(Stored records)
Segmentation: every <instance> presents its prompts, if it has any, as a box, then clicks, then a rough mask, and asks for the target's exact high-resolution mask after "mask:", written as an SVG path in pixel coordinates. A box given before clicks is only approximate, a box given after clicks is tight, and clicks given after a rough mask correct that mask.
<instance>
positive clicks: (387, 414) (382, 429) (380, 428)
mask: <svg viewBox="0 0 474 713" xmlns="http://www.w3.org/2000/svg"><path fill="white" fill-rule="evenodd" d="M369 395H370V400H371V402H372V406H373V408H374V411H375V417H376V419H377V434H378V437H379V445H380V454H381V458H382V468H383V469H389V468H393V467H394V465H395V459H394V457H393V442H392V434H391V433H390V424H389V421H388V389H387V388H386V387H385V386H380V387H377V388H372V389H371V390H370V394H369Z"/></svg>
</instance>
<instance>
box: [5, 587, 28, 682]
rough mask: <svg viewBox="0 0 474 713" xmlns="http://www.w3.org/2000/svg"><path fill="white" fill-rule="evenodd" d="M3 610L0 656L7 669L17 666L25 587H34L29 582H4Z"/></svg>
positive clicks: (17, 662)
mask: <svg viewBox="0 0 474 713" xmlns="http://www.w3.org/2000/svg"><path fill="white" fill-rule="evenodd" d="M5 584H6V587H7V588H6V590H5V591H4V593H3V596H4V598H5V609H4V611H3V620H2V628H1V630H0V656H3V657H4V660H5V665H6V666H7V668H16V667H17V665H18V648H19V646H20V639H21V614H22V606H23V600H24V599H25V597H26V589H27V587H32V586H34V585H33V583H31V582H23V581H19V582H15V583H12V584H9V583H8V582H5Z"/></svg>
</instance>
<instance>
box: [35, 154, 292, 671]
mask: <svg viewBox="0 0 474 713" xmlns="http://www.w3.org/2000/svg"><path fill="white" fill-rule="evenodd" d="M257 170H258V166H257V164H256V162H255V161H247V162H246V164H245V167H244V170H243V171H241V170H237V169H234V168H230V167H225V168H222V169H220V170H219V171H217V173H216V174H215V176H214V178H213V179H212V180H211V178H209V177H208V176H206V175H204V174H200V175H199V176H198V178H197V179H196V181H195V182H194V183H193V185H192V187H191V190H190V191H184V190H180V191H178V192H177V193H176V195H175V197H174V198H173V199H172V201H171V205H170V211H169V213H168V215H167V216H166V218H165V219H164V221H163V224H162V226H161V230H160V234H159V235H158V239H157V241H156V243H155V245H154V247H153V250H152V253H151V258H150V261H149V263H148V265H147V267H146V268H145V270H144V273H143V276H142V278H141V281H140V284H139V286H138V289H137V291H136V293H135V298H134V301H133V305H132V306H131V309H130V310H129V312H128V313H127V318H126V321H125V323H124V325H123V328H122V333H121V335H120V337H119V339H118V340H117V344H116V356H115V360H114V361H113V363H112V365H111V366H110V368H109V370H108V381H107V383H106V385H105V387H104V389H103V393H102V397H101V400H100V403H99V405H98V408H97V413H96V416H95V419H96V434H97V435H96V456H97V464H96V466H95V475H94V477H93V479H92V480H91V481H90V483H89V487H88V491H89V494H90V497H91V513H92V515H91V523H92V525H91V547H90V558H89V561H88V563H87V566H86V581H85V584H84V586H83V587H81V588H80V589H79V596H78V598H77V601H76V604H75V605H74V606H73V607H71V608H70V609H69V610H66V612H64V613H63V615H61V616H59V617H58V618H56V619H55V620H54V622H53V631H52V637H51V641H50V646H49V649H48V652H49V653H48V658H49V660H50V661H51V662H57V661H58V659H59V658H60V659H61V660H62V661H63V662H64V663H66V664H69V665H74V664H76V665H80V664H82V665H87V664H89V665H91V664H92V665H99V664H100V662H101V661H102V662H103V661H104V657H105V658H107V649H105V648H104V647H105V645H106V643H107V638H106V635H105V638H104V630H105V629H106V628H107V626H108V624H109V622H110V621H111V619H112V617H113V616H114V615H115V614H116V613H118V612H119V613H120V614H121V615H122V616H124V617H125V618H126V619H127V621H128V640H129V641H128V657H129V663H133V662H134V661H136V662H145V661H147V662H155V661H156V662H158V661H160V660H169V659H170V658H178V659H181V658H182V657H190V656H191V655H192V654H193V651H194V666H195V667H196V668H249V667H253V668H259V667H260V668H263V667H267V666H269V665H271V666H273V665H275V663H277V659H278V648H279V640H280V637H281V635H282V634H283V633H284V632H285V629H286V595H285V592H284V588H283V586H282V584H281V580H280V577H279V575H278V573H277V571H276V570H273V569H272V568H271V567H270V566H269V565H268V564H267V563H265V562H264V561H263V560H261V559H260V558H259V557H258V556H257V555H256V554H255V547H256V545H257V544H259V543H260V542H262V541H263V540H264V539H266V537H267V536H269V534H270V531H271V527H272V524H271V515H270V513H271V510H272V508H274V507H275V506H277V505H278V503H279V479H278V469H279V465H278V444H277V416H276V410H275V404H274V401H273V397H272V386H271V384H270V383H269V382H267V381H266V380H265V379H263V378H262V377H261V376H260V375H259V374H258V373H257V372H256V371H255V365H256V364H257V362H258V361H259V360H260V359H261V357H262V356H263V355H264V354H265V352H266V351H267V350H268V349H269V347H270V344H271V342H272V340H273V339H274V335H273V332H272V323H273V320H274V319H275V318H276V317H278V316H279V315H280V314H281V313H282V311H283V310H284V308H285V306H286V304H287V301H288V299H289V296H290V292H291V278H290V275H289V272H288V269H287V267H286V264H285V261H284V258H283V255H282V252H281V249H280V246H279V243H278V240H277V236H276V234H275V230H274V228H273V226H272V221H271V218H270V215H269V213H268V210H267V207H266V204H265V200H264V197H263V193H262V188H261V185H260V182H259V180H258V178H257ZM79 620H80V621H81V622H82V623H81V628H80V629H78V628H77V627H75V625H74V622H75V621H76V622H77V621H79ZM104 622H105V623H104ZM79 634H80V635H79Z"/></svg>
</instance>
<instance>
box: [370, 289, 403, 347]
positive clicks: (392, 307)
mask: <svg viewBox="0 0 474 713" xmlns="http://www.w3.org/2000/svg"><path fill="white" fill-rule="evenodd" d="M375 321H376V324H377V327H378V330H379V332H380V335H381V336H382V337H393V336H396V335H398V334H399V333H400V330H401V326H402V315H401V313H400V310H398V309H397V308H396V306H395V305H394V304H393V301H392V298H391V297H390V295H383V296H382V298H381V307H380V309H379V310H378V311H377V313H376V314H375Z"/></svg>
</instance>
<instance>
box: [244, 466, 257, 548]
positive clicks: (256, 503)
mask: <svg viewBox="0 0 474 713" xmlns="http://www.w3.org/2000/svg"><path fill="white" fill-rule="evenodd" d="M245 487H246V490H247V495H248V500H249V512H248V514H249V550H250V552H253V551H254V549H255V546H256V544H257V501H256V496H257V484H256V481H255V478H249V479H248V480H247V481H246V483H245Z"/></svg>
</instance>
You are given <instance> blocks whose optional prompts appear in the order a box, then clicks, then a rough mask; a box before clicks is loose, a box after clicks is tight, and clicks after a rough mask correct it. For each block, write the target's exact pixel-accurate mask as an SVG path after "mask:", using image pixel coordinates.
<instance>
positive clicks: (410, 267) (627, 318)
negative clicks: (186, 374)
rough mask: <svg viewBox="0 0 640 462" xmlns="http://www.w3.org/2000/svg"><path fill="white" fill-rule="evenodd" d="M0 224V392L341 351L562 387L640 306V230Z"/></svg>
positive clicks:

EXERCISE DIRECTIONS.
Every entry should be restated word for word.

WORKED SOLUTION.
Segmentation: every <instance> presents its prompts, if it has any, as a box, then clicks, then a rough mask, and asks for the target's exact high-resolution mask after "mask:", written as an SVG path in pixel coordinates. A box given before clicks is only approximate, a box given after clicks is tight, and clicks given after a rough mask correct that mask.
<instance>
positive clicks: (387, 414) (382, 429) (380, 428)
mask: <svg viewBox="0 0 474 713" xmlns="http://www.w3.org/2000/svg"><path fill="white" fill-rule="evenodd" d="M369 395H370V400H371V402H372V406H373V408H374V411H375V417H376V419H377V434H378V437H379V445H380V454H381V458H382V468H383V469H389V468H393V467H394V465H395V459H394V457H393V442H392V434H391V433H390V424H389V421H388V389H387V388H386V387H385V386H380V387H377V388H372V389H371V390H370V394H369Z"/></svg>
</instance>
<instance>
box: [5, 587, 28, 682]
rough mask: <svg viewBox="0 0 474 713" xmlns="http://www.w3.org/2000/svg"><path fill="white" fill-rule="evenodd" d="M3 610L0 656L7 669L17 666L25 587H34L29 582H4Z"/></svg>
positive clicks: (17, 662)
mask: <svg viewBox="0 0 474 713" xmlns="http://www.w3.org/2000/svg"><path fill="white" fill-rule="evenodd" d="M5 584H6V587H7V588H6V590H5V591H4V593H3V596H4V598H5V609H4V611H3V620H2V628H1V630H0V656H3V657H4V660H5V665H6V666H7V668H16V667H17V665H18V648H19V646H20V639H21V614H22V606H23V600H24V599H25V597H26V589H27V587H32V586H34V585H33V583H31V582H23V581H19V582H15V583H12V584H9V583H8V582H5Z"/></svg>
</instance>
<instance>
box: [35, 154, 292, 671]
mask: <svg viewBox="0 0 474 713" xmlns="http://www.w3.org/2000/svg"><path fill="white" fill-rule="evenodd" d="M257 170H258V166H257V164H256V162H255V161H247V162H246V164H245V167H244V170H243V171H241V170H237V169H234V168H230V167H225V168H222V169H220V170H219V171H217V173H216V174H215V176H214V178H213V179H212V180H211V178H209V177H208V176H206V175H204V174H200V175H199V176H198V178H197V179H196V181H195V182H194V183H193V185H192V187H191V190H190V191H184V190H180V191H178V192H177V193H176V195H175V197H174V198H173V199H172V201H171V205H170V211H169V213H168V215H167V216H166V218H165V219H164V221H163V224H162V226H161V230H160V234H159V235H158V239H157V241H156V243H155V245H154V247H153V250H152V253H151V258H150V261H149V263H148V265H147V267H146V268H145V270H144V273H143V276H142V278H141V281H140V284H139V286H138V289H137V291H136V293H135V298H134V301H133V305H132V306H131V309H130V310H129V312H128V313H127V318H126V321H125V323H124V325H123V328H122V333H121V335H120V337H119V339H118V340H117V344H116V356H115V360H114V361H113V363H112V365H111V366H110V368H109V370H108V381H107V383H106V385H105V387H104V389H103V393H102V397H101V400H100V403H99V405H98V408H97V413H96V416H95V419H96V434H97V435H96V456H97V464H96V466H95V475H94V477H93V479H92V480H91V481H90V483H89V487H88V491H89V494H90V497H91V513H92V515H91V523H92V525H91V547H90V558H89V561H88V563H87V566H86V581H85V584H84V586H83V587H81V588H80V589H79V596H78V598H77V601H76V604H75V605H74V606H73V607H71V608H70V609H69V610H66V612H64V613H63V615H61V616H59V617H58V618H56V619H55V620H54V622H53V631H52V637H51V641H50V646H49V649H48V652H49V653H48V658H49V660H50V661H51V662H57V661H58V659H59V658H60V659H61V660H62V661H63V662H64V663H66V664H69V665H74V664H76V665H80V664H82V665H87V664H89V665H91V664H92V665H99V664H100V662H101V661H102V662H103V661H104V657H105V658H107V649H105V648H104V647H105V645H106V643H107V638H106V635H105V638H104V630H105V629H106V628H107V626H108V624H109V622H110V621H111V619H112V617H113V616H114V615H115V614H116V613H118V612H119V613H120V614H121V615H122V616H124V617H125V618H126V619H127V621H128V640H129V641H128V657H129V663H133V662H134V661H136V662H145V661H147V662H155V661H156V662H158V661H160V660H169V659H170V658H178V659H181V658H182V657H190V656H191V655H192V654H193V651H194V666H195V667H196V668H249V667H253V668H259V667H260V668H263V667H267V666H269V665H271V666H273V665H275V663H277V659H278V648H279V640H280V637H281V635H282V634H283V633H284V632H285V629H286V595H285V592H284V588H283V586H282V584H281V580H280V577H279V575H278V573H277V571H276V570H273V569H272V568H271V567H270V566H269V565H268V564H267V563H265V562H264V561H263V560H261V559H260V558H259V557H258V556H257V555H256V554H255V547H256V545H257V544H259V543H260V542H262V541H263V540H264V539H266V537H267V536H269V534H270V531H271V527H272V524H271V515H270V513H271V510H272V508H274V507H275V506H277V505H278V503H279V479H278V469H279V465H278V444H277V416H276V410H275V404H274V401H273V397H272V386H271V384H270V383H269V382H267V381H266V380H265V379H263V378H262V377H261V376H260V375H259V374H258V373H257V372H256V371H255V365H256V364H257V362H258V361H259V360H260V359H261V357H262V356H263V355H264V354H265V352H266V351H267V350H268V349H269V347H270V344H271V342H272V340H273V339H274V335H273V332H272V323H273V320H274V319H275V318H276V317H278V316H279V315H280V314H281V313H282V311H283V310H284V308H285V306H286V304H287V301H288V299H289V296H290V292H291V278H290V275H289V272H288V269H287V267H286V264H285V261H284V258H283V255H282V252H281V249H280V246H279V243H278V240H277V236H276V234H275V230H274V228H273V226H272V221H271V218H270V215H269V213H268V210H267V207H266V204H265V200H264V197H263V193H262V188H261V185H260V182H259V180H258V178H257ZM79 620H80V621H81V622H82V623H81V628H80V629H78V628H77V627H75V625H74V622H75V621H76V622H77V621H79ZM104 622H105V623H104ZM79 634H80V635H79Z"/></svg>
</instance>
<instance>
box: [370, 289, 403, 347]
positive clicks: (392, 307)
mask: <svg viewBox="0 0 474 713" xmlns="http://www.w3.org/2000/svg"><path fill="white" fill-rule="evenodd" d="M375 321H376V324H377V327H378V330H379V332H380V335H381V336H382V337H393V336H396V335H398V334H399V333H400V330H401V326H402V315H401V313H400V310H398V309H397V308H396V306H395V305H394V304H393V301H392V298H391V297H390V295H383V296H382V298H381V307H380V309H379V310H378V311H377V313H376V314H375Z"/></svg>
</instance>
<instance>
box: [244, 466, 257, 548]
positive clicks: (256, 503)
mask: <svg viewBox="0 0 474 713" xmlns="http://www.w3.org/2000/svg"><path fill="white" fill-rule="evenodd" d="M245 487H246V490H247V495H248V500H249V512H248V514H249V550H250V552H253V551H254V549H255V546H256V544H257V501H256V496H257V484H256V481H255V478H249V479H248V480H247V481H246V483H245Z"/></svg>
</instance>
You are given <instance> blocks whose optional prompts appear in the order a box, then clicks, then a rough mask; a box before clicks is loose, a box after clicks is tight, and clicks after a rough mask correct it. For each block, write the target's exact pixel-accurate mask as an SVG path after "mask:", using image pixel coordinates.
<instance>
positive clicks: (410, 267) (627, 318)
negative clicks: (186, 374)
rough mask: <svg viewBox="0 0 640 462" xmlns="http://www.w3.org/2000/svg"><path fill="white" fill-rule="evenodd" d="M0 224V392L341 351L562 387L640 306V230Z"/></svg>
positive clicks:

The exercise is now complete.